_Extract provided_:

────────────────

If you’re the type who can smell a race condition from three commits away, this is a “make the AI better by being annoyingly correct” role. You’ll pressure-test advanced language models with real C# engineering work, evaluate code quality like a senior dev, and document exactly where the model’s reasoning falls apart so it can be fixed.
About Invisible Agency
Invisible supports companies by building scalable, high-quality operations. This project focuses on improving AI model performance using expert-led training data and rigorous evaluation, especially in technical domains.
Schedule
Remote (United States).
Contract / freelance.
Hours vary based on your availability (you’ll report average weekly hours).
You provide your own secure computer and high-speed internet. No company benefits (contractor role).
What You’ll Do
Challenge AI models with software engineering tasks and technical scenarios implemented in C#
Evaluate outputs for correctness, performance, security, clarity, and maintainability (not just “it compiles”)
Capture reproducible error traces and failure modes (bad assumptions, broken async, leaky abstractions, unsafe patterns, etc.)
Suggest improvements to prompts, evaluation metrics, and quality standards for C# and general engineering reasoning
What You Need
Strong real-world C# experience (async/await, LINQ, OOP, collections, concurrency, testing, debugging)

────────────────

_Questions_:
a) In the job posting, who has to supply the computer and internet connection?
b) Extend the job posting about C# model evaluation from its last line.
These rows have nothing to do with the job posting.

_Supplied records_:
────────────────

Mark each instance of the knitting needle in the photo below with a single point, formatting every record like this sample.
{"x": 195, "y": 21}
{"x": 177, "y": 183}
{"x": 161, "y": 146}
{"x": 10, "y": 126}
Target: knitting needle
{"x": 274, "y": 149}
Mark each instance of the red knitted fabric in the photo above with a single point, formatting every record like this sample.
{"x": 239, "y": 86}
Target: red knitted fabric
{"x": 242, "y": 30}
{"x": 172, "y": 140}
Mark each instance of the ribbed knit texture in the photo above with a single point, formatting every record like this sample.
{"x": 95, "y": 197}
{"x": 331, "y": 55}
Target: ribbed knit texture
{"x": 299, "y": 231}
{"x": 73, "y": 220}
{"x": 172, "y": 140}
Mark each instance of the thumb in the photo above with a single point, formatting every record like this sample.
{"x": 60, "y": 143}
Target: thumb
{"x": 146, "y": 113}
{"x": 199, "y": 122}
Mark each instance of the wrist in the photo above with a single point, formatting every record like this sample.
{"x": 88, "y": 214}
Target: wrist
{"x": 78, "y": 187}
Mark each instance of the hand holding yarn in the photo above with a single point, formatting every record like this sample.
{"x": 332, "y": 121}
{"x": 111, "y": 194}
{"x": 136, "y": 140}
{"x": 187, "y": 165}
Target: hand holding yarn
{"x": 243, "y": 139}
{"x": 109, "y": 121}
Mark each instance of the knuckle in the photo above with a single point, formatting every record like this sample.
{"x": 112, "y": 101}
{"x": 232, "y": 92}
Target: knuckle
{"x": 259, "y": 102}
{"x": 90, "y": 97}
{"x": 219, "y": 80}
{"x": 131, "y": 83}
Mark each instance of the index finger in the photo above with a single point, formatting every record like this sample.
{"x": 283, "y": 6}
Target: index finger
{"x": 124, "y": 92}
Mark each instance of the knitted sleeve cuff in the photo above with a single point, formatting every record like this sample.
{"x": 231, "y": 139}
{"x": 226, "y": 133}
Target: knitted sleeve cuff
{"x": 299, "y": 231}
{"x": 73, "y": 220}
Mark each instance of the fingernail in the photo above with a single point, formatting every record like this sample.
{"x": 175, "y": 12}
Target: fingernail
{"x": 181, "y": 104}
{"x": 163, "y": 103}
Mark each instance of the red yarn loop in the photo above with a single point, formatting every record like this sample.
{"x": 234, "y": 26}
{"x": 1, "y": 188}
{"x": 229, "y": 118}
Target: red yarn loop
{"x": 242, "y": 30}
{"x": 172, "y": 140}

────────────────

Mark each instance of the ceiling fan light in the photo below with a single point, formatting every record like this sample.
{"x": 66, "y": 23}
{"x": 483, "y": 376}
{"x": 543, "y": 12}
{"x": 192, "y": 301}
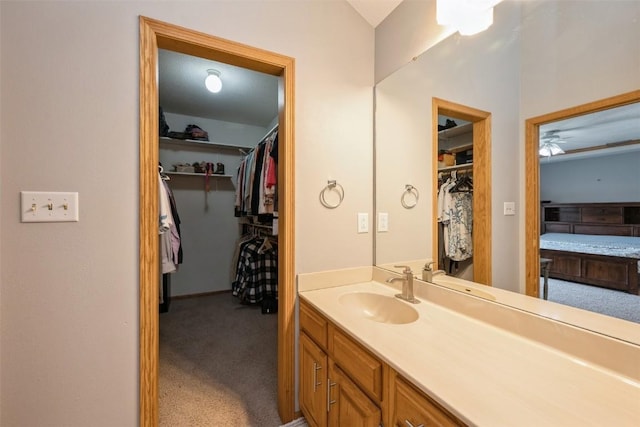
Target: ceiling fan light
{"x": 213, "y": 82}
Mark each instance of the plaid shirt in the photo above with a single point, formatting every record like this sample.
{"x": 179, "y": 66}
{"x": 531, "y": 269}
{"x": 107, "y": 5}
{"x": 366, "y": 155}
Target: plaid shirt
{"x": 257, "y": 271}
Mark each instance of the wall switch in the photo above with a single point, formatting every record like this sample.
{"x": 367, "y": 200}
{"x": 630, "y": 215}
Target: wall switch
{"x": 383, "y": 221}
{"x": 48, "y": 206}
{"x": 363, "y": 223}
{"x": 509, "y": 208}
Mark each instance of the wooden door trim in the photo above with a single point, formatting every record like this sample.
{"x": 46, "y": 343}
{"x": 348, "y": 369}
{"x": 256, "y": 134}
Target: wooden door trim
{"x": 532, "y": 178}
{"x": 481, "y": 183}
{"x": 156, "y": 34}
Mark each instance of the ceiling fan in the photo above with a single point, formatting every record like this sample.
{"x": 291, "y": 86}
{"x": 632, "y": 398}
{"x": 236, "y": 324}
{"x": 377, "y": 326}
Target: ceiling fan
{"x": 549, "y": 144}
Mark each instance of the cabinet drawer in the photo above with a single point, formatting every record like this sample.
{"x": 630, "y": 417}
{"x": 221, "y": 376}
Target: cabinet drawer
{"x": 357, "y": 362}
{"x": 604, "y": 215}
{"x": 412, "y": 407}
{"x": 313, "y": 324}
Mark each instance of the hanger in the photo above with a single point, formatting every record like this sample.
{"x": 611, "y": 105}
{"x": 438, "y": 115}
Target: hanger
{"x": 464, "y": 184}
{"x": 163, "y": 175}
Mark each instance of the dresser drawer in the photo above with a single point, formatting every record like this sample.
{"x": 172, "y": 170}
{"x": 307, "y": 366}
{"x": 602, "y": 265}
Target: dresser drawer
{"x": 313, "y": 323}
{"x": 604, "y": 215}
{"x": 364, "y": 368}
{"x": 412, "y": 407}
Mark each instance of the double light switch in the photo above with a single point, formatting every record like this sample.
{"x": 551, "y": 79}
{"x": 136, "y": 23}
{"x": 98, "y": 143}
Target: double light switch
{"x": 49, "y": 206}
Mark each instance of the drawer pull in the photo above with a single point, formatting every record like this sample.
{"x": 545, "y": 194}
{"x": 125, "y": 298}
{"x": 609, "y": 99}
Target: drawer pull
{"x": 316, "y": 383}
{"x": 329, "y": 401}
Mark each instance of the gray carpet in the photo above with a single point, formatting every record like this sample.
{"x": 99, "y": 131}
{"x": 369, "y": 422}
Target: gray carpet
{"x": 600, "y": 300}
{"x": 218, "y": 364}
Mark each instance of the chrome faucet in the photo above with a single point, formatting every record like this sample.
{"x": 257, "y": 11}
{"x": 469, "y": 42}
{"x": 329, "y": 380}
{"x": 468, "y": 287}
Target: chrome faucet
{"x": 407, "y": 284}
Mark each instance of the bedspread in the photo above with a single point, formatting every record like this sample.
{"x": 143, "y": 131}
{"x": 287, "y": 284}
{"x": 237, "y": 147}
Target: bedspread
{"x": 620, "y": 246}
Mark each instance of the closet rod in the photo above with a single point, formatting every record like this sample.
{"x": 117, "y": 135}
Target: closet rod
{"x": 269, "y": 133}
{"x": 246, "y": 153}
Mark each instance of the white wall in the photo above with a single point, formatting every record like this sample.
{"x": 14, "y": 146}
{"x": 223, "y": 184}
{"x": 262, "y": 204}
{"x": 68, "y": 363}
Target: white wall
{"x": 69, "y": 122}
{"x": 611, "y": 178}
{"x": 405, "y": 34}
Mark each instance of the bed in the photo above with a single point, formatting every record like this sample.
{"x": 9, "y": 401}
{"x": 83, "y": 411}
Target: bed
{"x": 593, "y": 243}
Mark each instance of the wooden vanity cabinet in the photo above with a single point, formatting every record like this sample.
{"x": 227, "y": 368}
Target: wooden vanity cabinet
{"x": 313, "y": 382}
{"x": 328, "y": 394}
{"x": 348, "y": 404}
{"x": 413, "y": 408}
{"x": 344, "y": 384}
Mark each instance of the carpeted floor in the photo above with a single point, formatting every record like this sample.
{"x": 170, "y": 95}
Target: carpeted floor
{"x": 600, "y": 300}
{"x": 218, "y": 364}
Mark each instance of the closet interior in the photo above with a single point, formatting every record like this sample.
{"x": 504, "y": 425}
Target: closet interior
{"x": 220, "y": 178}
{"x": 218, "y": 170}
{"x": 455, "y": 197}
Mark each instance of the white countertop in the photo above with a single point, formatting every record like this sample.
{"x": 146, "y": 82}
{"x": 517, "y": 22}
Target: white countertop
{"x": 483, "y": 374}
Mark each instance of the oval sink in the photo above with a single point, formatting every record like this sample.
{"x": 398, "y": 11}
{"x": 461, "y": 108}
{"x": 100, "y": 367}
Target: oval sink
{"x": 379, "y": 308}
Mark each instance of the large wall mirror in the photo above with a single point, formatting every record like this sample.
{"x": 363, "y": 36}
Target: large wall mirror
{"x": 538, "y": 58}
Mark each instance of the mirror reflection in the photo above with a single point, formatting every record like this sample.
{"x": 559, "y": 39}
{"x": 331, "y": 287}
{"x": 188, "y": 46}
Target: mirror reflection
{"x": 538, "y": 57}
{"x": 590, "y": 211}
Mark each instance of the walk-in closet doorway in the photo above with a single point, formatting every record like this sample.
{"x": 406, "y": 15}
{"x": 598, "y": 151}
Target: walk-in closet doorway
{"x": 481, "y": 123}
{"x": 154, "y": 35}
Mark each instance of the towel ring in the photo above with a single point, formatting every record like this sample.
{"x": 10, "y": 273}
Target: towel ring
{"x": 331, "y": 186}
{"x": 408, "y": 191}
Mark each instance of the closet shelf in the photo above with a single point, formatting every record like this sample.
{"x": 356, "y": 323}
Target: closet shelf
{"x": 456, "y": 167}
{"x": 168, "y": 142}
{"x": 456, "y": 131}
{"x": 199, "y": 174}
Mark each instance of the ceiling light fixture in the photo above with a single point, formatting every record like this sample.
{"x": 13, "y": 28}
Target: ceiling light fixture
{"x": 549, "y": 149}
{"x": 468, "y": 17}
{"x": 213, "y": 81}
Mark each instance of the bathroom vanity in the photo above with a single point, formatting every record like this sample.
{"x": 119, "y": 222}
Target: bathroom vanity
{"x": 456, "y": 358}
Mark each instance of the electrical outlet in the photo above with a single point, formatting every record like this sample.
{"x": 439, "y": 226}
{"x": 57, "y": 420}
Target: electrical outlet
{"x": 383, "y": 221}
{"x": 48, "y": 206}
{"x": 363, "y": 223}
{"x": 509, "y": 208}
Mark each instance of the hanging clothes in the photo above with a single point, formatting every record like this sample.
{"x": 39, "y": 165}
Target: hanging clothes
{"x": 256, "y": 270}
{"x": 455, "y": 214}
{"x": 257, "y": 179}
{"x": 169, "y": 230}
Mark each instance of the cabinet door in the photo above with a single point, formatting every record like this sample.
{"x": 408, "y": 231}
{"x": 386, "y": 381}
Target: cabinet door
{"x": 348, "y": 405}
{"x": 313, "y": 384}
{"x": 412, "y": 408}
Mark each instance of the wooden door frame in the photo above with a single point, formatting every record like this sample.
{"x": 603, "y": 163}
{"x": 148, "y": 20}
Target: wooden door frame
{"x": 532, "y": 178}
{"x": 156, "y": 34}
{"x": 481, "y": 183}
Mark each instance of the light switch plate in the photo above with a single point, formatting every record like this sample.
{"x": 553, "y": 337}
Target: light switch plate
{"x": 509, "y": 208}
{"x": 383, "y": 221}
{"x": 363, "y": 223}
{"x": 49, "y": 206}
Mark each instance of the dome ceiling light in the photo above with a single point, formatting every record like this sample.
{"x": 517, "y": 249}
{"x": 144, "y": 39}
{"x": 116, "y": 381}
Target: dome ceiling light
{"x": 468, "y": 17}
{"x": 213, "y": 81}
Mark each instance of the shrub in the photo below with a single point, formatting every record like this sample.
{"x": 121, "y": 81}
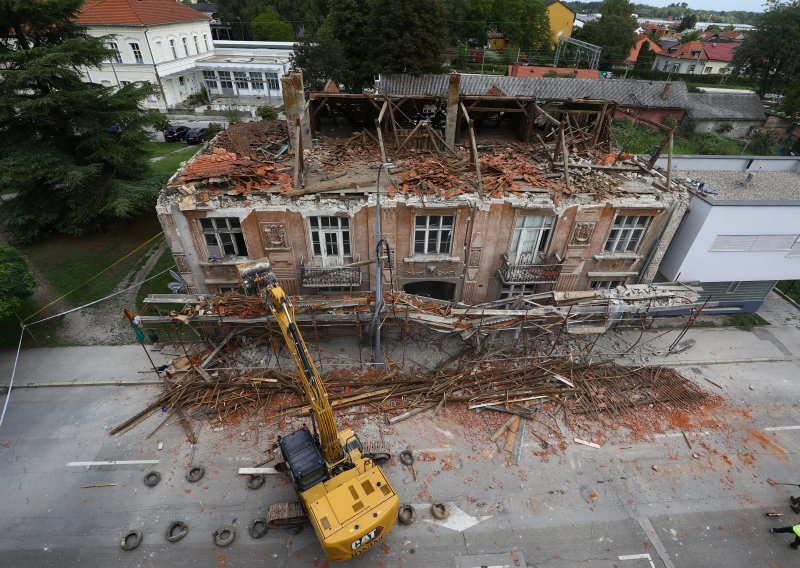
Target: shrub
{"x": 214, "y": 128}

────────────────

_Per-task outputs_:
a) The contractor supplies their own secure computer and high-speed internet.

b)
Comfort with common C# ecosystem patterns (APIs, services, data access, DI, config, logging, observability)
Ability to communicate clearly and show your work when diagnosing issues and proposing fixes
Bachelor’s/master’s/PhD in CS/SE (nice), or equivalent hands-on experience
Bonus signals: open-source work, technical writing, production systems experience, cloud deployments
Benefits
Pay range: $8–$65/hour depending on experience, expertise, and location
Remote, flexible contract work
Direct impact: your work improves how AI handles real engineering problems, not toy examples
One straight-up warning: a lot of candidates say “C# expert” but haven’t shipped anything beyond tutorials. If you’ve actually owned production services, handled incidents, and can talk tradeoffs (latency vs. throughput, memory vs. allocations, async pitfalls), you’ll stand out fast and you should price yourself like it.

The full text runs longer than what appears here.